> Your task: Scale the rows from the line with "Wanted = one point per instance on the red" up to and including the line with "x=598, y=260" by writing out every line again, requests included, with each answer coordinate multiplied by 1.45 and rounded to a whole number, halves rounding up. Leave the request lines and their format sample coordinates unchanged.

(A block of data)
▼

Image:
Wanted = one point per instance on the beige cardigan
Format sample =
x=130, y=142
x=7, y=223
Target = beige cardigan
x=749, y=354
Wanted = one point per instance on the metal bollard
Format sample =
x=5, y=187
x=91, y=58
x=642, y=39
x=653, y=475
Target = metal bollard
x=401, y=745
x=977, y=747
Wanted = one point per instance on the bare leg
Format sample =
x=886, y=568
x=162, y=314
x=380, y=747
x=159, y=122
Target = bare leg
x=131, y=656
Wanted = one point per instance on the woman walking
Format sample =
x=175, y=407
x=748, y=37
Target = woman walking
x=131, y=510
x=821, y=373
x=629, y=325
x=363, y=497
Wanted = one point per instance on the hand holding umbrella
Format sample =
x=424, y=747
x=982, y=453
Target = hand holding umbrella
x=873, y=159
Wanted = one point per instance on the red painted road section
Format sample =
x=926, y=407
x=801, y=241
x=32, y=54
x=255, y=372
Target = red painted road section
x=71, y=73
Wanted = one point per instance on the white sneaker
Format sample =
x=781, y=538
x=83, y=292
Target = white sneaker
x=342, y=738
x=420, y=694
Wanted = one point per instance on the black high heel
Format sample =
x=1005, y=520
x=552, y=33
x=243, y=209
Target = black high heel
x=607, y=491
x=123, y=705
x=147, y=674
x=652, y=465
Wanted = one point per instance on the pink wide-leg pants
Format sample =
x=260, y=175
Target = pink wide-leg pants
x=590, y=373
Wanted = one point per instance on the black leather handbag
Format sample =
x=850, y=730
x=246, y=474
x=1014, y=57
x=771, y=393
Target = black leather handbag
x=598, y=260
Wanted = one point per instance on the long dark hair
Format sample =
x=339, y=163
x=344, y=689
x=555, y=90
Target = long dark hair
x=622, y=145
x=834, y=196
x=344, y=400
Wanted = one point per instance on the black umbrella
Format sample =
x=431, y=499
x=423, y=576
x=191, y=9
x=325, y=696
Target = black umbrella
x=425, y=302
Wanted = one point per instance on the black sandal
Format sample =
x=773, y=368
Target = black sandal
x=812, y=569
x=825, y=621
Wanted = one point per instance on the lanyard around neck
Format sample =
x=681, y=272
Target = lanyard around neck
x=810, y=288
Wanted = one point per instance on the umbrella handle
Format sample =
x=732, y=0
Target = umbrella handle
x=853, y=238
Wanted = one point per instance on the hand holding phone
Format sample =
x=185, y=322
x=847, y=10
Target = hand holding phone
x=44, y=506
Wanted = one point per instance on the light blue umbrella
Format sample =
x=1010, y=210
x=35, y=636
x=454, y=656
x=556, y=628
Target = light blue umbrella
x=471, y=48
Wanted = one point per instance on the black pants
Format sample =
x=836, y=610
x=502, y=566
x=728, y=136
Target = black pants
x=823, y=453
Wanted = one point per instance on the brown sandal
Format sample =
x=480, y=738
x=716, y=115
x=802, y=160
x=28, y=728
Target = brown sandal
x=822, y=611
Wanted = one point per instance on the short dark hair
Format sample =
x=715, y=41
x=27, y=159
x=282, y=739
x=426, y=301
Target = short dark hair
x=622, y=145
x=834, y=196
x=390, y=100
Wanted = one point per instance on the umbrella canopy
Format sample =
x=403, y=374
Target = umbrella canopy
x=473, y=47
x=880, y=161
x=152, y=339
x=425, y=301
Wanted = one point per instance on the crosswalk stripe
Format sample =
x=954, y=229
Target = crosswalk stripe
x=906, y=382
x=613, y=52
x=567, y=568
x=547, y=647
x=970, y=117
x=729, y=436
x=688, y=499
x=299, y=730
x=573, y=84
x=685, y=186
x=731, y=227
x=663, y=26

▲

> Task result:
Wanted = one point per instance on the red painted road section
Format sample =
x=926, y=407
x=801, y=241
x=32, y=54
x=255, y=372
Target = red painted road section
x=103, y=106
Wanted = one point per instance on the white sneaker
Format sample =
x=781, y=538
x=83, y=292
Target = white sneaker
x=496, y=1070
x=609, y=1006
Wanted = one point per instance on the black high heel
Format sample =
x=1005, y=520
x=552, y=33
x=243, y=209
Target = black high heel
x=880, y=712
x=178, y=1022
x=213, y=977
x=945, y=674
Wanted = one point per instance on the pink wide-leg pants
Format sample =
x=260, y=175
Target = pink wide-leg pants
x=856, y=541
Wanted = one point per instance on the black leather handbag
Format sample =
x=850, y=730
x=246, y=474
x=1014, y=57
x=771, y=393
Target = black leather handbag
x=867, y=377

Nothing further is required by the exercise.